● LIST OF TASKS:
**A.** From the article on Ninja Theory's Devil May Cry reboot, write out the stretch from "Ninja Theory on" through "over cultural differences.".
**B.** According to the article on Ninja Theory's Devil May Cry reboot, which issue of OXM carries the interview with Tameem Antoniades?

● QUOTED TEXT:
Ninja Theory on DMC reboot: "we're not pretending we're Japanese, or apologising for it"
Capcom: "Japanese characters look cool for the sake of it", but Western designs tend to be "more functional"
Ninja Theory has fielded fan outcry, backlash from series creator Hideki Kamiya and even death threats over its Westernised Devil May Cry reboot, but the company has refused to budge on the change of style. Speaking to OXM in an interview you'll read in issue 82, creative director Tameem Antoniades spoke up once more for the new Dante, insisting that you can't paper over cultural differences.
Some players have taken issue with Dante's perceived "camper" look, but this has more to do with different expectations surrounding Western games, Antoniades argued. "Somehow Japanese character styles get away with it," he said, when we asked whether players found camp leads from Japanese devs easier to swallow.
Click to view larger image If you're going to be different, Be Different.
"We did a thought experiment suggested by [former Capcom exec Keiji Inafune] early on. It went like this: imagine this game as a contemporary movie. What would it look like? What would Dante look like? We went from there."

● MATERIAL SHOWN:
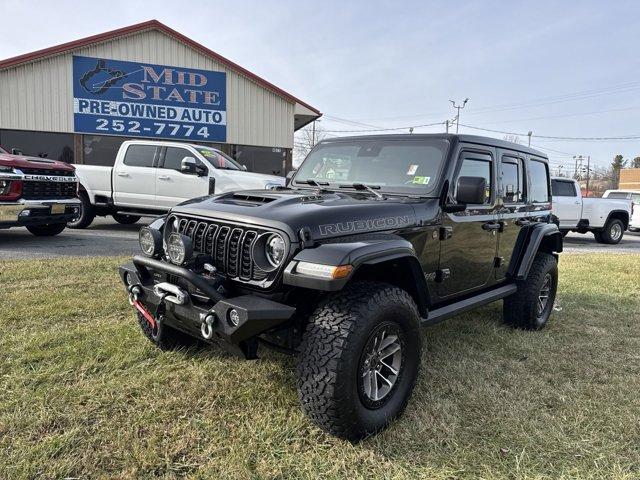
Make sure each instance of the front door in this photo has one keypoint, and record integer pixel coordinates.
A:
(173, 186)
(567, 205)
(134, 179)
(469, 239)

● THE RESPONSES:
**A.**
Ninja Theory on DMC reboot: "we're not pretending we're Japanese, or apologising for it"
Capcom: "Japanese characters look cool for the sake of it", but Western designs tend to be "more functional"
Ninja Theory has fielded fan outcry, backlash from series creator Hideki Kamiya and even death threats over its Westernised Devil May Cry reboot, but the company has refused to budge on the change of style. Speaking to OXM in an interview you'll read in issue 82, creative director Tameem Antoniades spoke up once more for the new Dante, insisting that you can't paper over cultural differences.

**B.** Issue 82.